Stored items
____

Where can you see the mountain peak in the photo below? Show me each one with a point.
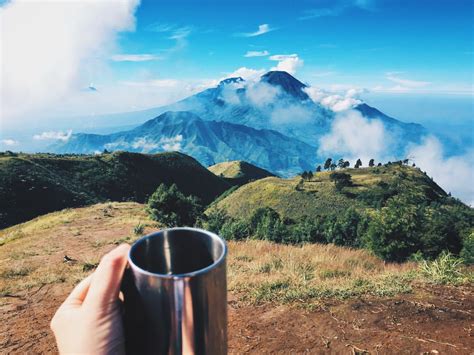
(287, 82)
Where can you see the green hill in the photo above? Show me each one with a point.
(35, 184)
(239, 172)
(293, 199)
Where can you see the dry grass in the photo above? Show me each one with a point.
(258, 271)
(31, 253)
(261, 271)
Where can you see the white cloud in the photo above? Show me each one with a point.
(353, 136)
(406, 83)
(251, 54)
(287, 62)
(247, 74)
(161, 83)
(454, 174)
(9, 142)
(54, 135)
(337, 8)
(172, 143)
(146, 145)
(262, 29)
(333, 101)
(290, 114)
(134, 57)
(261, 93)
(49, 47)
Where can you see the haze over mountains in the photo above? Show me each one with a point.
(274, 122)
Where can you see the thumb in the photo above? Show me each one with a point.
(105, 283)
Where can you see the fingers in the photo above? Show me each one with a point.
(105, 284)
(79, 292)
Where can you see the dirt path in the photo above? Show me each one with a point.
(433, 319)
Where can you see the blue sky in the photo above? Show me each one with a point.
(427, 45)
(146, 54)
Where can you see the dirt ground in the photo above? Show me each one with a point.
(431, 320)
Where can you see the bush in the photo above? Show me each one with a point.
(467, 251)
(265, 223)
(171, 207)
(394, 233)
(341, 180)
(445, 269)
(346, 229)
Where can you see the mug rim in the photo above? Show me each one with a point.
(204, 270)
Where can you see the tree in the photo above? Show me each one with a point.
(394, 232)
(327, 164)
(265, 223)
(340, 180)
(171, 207)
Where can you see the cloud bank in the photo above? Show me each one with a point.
(287, 62)
(335, 101)
(48, 48)
(262, 29)
(352, 136)
(454, 174)
(53, 135)
(251, 54)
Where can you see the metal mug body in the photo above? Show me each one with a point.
(176, 299)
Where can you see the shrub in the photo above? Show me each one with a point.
(265, 223)
(139, 229)
(445, 269)
(340, 180)
(394, 233)
(467, 251)
(171, 207)
(346, 229)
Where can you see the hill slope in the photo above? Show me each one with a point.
(209, 142)
(34, 184)
(239, 172)
(324, 291)
(319, 196)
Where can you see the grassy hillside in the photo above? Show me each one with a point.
(394, 210)
(333, 296)
(239, 172)
(293, 199)
(35, 184)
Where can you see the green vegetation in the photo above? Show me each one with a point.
(239, 172)
(446, 269)
(36, 184)
(172, 208)
(393, 210)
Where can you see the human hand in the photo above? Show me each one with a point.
(89, 321)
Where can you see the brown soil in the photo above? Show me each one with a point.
(433, 319)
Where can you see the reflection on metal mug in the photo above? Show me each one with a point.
(176, 294)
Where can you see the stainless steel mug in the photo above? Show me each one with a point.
(175, 293)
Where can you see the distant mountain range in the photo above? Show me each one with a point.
(271, 123)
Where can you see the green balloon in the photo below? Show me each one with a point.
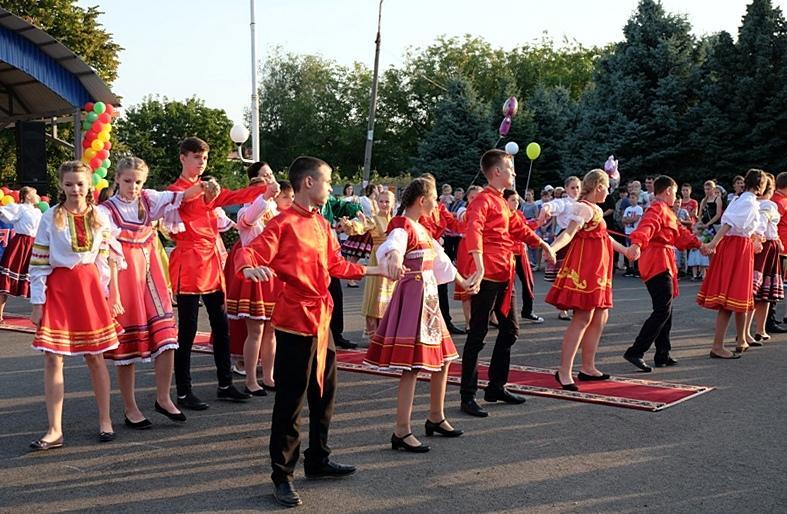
(533, 150)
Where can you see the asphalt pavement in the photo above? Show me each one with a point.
(723, 452)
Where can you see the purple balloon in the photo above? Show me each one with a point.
(505, 126)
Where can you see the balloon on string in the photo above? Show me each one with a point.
(533, 151)
(510, 107)
(505, 126)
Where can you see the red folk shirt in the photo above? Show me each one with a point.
(195, 264)
(492, 230)
(781, 204)
(440, 220)
(300, 246)
(657, 233)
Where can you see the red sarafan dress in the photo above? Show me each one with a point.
(69, 276)
(728, 281)
(148, 321)
(584, 281)
(14, 264)
(412, 333)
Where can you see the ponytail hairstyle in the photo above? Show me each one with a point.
(128, 163)
(60, 210)
(592, 180)
(417, 188)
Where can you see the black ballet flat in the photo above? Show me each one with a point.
(432, 427)
(174, 416)
(590, 378)
(397, 443)
(143, 424)
(567, 387)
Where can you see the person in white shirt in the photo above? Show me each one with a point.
(25, 217)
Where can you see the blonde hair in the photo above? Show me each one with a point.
(60, 210)
(592, 180)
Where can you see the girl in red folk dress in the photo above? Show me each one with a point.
(148, 322)
(71, 276)
(412, 335)
(25, 217)
(250, 304)
(584, 282)
(727, 287)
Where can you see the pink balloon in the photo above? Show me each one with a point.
(505, 126)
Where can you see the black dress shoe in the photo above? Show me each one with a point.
(397, 443)
(328, 469)
(345, 343)
(661, 362)
(191, 402)
(453, 329)
(590, 378)
(566, 387)
(471, 407)
(638, 362)
(143, 424)
(285, 495)
(258, 392)
(174, 416)
(231, 394)
(432, 427)
(502, 395)
(105, 437)
(775, 329)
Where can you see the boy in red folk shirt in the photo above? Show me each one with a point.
(195, 270)
(299, 248)
(491, 229)
(652, 243)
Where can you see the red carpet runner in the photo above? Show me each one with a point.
(630, 393)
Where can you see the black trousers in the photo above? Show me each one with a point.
(657, 327)
(295, 373)
(337, 318)
(188, 316)
(527, 293)
(489, 298)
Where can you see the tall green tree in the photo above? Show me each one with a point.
(153, 129)
(460, 135)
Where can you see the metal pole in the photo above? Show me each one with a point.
(255, 103)
(367, 157)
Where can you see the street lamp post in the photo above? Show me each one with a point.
(367, 157)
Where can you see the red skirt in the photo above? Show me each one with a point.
(768, 282)
(76, 328)
(728, 281)
(148, 323)
(14, 266)
(245, 298)
(584, 281)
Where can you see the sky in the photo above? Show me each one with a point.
(184, 48)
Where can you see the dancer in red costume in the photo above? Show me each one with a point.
(584, 282)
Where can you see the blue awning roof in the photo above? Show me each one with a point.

____

### PROBLEM:
A faithful copy of all the records is required, with the pictures left out.

### COMPLETED EXERCISE:
Where can you see the mountain peak in the photo below? Show me each one with a point.
(287, 82)
Where can you see the green hill in the photo above? Show me each one with a point.
(35, 184)
(239, 172)
(293, 199)
Where can you see the dry grass in the photo above? Show me each one with a point.
(258, 271)
(31, 253)
(261, 271)
Where can you see the white cloud in the photo above? Show me each one with a point.
(353, 136)
(406, 83)
(251, 54)
(287, 62)
(247, 74)
(161, 83)
(454, 174)
(9, 142)
(54, 135)
(337, 8)
(172, 143)
(146, 145)
(262, 29)
(333, 101)
(290, 114)
(134, 57)
(261, 93)
(49, 47)
Where can you see the haze over mountains in the photo above? Show me each one with a point.
(274, 122)
Where can you see the thumb in the photo above? Show me each one with a point.
(105, 283)
Where can you see the fingers in the photo above? Show me each one with a point.
(105, 284)
(79, 292)
Where can you see the dirt path in the photo above? Show me each one with a point.
(433, 319)
Where can you see the blue sky in the photo above? Show me each one with a point.
(427, 45)
(146, 54)
Where can you see the dirt ground in the photo above? Show me each one with a point.
(431, 320)
Where can you see the bush in the photo above? Show me each one with a point.
(467, 251)
(265, 223)
(171, 207)
(394, 233)
(341, 180)
(445, 269)
(346, 229)
Where can you see the mug rim in the photo above? Show me each one with a point.
(204, 270)
Where can you see the tree in the photo above? Show me each one with a point.
(394, 232)
(327, 164)
(265, 223)
(340, 180)
(171, 207)
Where can you see the cloud bank in the photo above? Show me each one with a point.
(287, 62)
(335, 101)
(48, 48)
(262, 29)
(352, 136)
(454, 174)
(53, 135)
(251, 54)
Where can you see the metal mug body in the photo above? Show me each one with a point.
(176, 299)
Where can you see the shrub in the photo above? Show me each one with a point.
(265, 223)
(139, 229)
(445, 269)
(340, 180)
(394, 233)
(467, 251)
(171, 207)
(346, 229)
Where can you see the hill slope in the photo above? Show me each one with a point.
(209, 142)
(34, 184)
(239, 172)
(324, 291)
(319, 196)
Where can you see the grassy hillside in the photo above? Show me each one with a point.
(394, 210)
(333, 296)
(239, 172)
(293, 199)
(35, 184)
Where can you see the green vegetation in the photo above? Show me each one with a point.
(239, 172)
(446, 269)
(36, 184)
(172, 208)
(393, 210)
Where can you see the human hand in the photo above? Show me each one with a point.
(89, 321)
Where can you see the brown soil in the photo above? Show me each one with a point.
(433, 319)
Where can you see the reflection on metal mug in the photo above? Show me each one with a point.
(176, 294)
Where can you see the stainless steel mug in the photo above? Show me each one with a point.
(175, 293)
Where can you see the distant mountain range in the photo above? Show me each one with a point.
(271, 123)
Where can you see the green balloon in the photo below? Show me each one with a point.
(533, 150)
Where can you see the asphalt pavement in the photo above? Show me each one with a point.
(723, 452)
Where can you see the purple balloon in the photo above? Show me each one with a point.
(505, 126)
Where can you see the balloon on string in the photo above? Show me each one with a point.
(533, 151)
(510, 107)
(505, 126)
Where can you see the red folk shirt in the photo above? Show me each one with a point.
(195, 264)
(492, 230)
(781, 204)
(440, 220)
(300, 246)
(657, 233)
Where can you see the red sarafan dress in the photo above? Show me each one with a point.
(69, 276)
(728, 281)
(148, 321)
(584, 281)
(14, 264)
(412, 333)
Where can you see the ponytail hairstyle in the photo above? Show me each one with a point.
(128, 163)
(60, 210)
(592, 180)
(417, 188)
Where can you see the black ballet flat in the photo above? Show me each one with a point.
(432, 427)
(174, 416)
(590, 378)
(397, 443)
(143, 424)
(567, 387)
Where can you see the person in white shirt in the photo above? Show me each one with a point.
(25, 217)
Where can you see the blonde hair in the photo above? Show me each one with a point.
(60, 210)
(592, 180)
Where can you see the girl in red folk dress in the photo above? Show me each one with a point.
(148, 322)
(71, 276)
(412, 335)
(25, 217)
(250, 304)
(584, 282)
(727, 287)
Where can you see the pink balloon in the photo above? Show me each one with a point.
(505, 126)
Where can you see the black dress shoe in the photo above? Show me each one with a point.
(397, 443)
(328, 469)
(345, 343)
(661, 362)
(191, 402)
(453, 329)
(590, 378)
(566, 387)
(471, 407)
(638, 362)
(143, 424)
(285, 495)
(258, 392)
(174, 416)
(231, 394)
(432, 427)
(502, 395)
(105, 437)
(775, 329)
Where can you see the boy in red folk shirt in the photo above? Show me each one with a point.
(195, 270)
(299, 248)
(491, 229)
(652, 243)
Where can you see the red carpet runner in the photo above? Show me each one with a point.
(630, 393)
Where can you see the black trousers in the photo above? Show me each one with a point.
(657, 327)
(295, 373)
(337, 318)
(188, 316)
(527, 293)
(489, 298)
Where can you see the tall green tree in the photo above? Show me each one with a point.
(153, 129)
(460, 135)
Where can you see the metal pole in the photo above? Show me each one with a point.
(255, 103)
(367, 157)
Where can you see the street lamp post in the photo above? Show me each one with a point.
(367, 157)
Where can you see the red skirt in the photo above? Show me each one with a point.
(768, 282)
(76, 328)
(728, 281)
(148, 323)
(14, 266)
(245, 298)
(584, 281)
Where can you see the sky in the photo above? Show me each one with a point.
(184, 48)
Where can you see the dancer in red costume in the photo above? Show me each one with a point.
(584, 282)
Where can you see the blue awning roof in the photo above? Show me each one with a point.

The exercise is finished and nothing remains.